Data drawn from a collection

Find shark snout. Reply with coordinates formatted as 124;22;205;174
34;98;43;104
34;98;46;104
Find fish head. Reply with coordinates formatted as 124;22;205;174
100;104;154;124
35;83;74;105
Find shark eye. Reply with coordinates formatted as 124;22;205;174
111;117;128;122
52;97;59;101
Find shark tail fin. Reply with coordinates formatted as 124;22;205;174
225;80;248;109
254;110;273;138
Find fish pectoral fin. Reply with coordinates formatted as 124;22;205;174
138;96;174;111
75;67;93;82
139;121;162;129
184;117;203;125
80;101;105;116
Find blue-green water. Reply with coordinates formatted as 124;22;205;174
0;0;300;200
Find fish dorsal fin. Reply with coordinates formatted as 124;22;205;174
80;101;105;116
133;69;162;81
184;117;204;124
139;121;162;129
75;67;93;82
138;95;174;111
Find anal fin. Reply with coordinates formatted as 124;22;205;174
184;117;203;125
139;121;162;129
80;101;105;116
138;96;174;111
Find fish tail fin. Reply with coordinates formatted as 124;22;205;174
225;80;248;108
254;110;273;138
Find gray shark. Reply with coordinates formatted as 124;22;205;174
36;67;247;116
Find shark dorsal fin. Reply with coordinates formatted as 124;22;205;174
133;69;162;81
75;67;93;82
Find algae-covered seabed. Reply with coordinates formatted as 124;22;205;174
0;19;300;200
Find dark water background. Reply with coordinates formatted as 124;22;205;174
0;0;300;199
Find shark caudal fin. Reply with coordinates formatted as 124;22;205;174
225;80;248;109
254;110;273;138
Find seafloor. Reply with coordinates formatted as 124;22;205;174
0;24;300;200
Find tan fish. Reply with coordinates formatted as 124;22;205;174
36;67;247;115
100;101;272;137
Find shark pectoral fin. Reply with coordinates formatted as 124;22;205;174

_WHAT IS EXPECTED_: Arrange every line of the listing above as a JSON array of strings, one string per line, and omit any blank lines.

_COMPLETE RESPONSE_:
[
  "Find shark snout. Reply with coordinates formatted as 124;22;205;174",
  "34;98;43;104",
  "34;98;46;104",
  "Find fish head. Reply with coordinates formatted as 124;22;205;174",
  "100;104;154;124",
  "35;83;74;105",
  "Find shark eye. Reply with coordinates formatted as 124;22;205;174",
  "111;117;128;122",
  "52;97;59;101",
  "Find shark tail fin. Reply with coordinates formatted as 124;22;205;174",
  "225;80;248;109",
  "254;110;273;138",
  "Find fish pectoral fin. Reply with coordinates formatted as 124;22;205;174",
  "138;96;174;111",
  "75;67;93;82",
  "139;121;162;129",
  "184;117;203;125",
  "80;101;105;116",
  "Find blue-green water. Reply with coordinates formatted as 124;22;205;174",
  "0;0;300;200",
  "Find fish dorsal fin. Reply with coordinates formatted as 124;22;205;174",
  "80;101;105;116",
  "133;69;162;81",
  "184;117;204;124",
  "139;121;162;129",
  "75;67;93;82",
  "138;95;174;111",
  "Find anal fin. Reply with coordinates formatted as 124;22;205;174",
  "184;117;203;125",
  "139;121;162;129",
  "80;101;105;116",
  "138;96;174;111",
  "Find fish tail fin. Reply with coordinates formatted as 124;22;205;174",
  "225;80;248;108",
  "254;110;273;138",
  "Find gray shark. Reply with coordinates formatted as 124;22;205;174",
  "36;67;247;116",
  "Find shark dorsal fin. Reply with coordinates formatted as 124;22;205;174",
  "133;69;162;81",
  "75;67;93;82",
  "Find algae-covered seabed. Reply with coordinates formatted as 124;22;205;174",
  "0;19;300;200",
  "Find dark water background. Reply with coordinates formatted as 124;22;205;174",
  "0;0;300;199",
  "Find shark caudal fin. Reply with coordinates formatted as 124;22;205;174",
  "225;80;248;109",
  "254;110;273;138",
  "Find seafloor. Reply with coordinates formatted as 124;22;205;174",
  "0;24;300;200",
  "Find tan fish. Reply with coordinates formatted as 124;22;205;174",
  "36;67;247;115",
  "100;101;272;137",
  "Find shark pectoral fin. Reply with coordinates formatted as 124;22;205;174"
]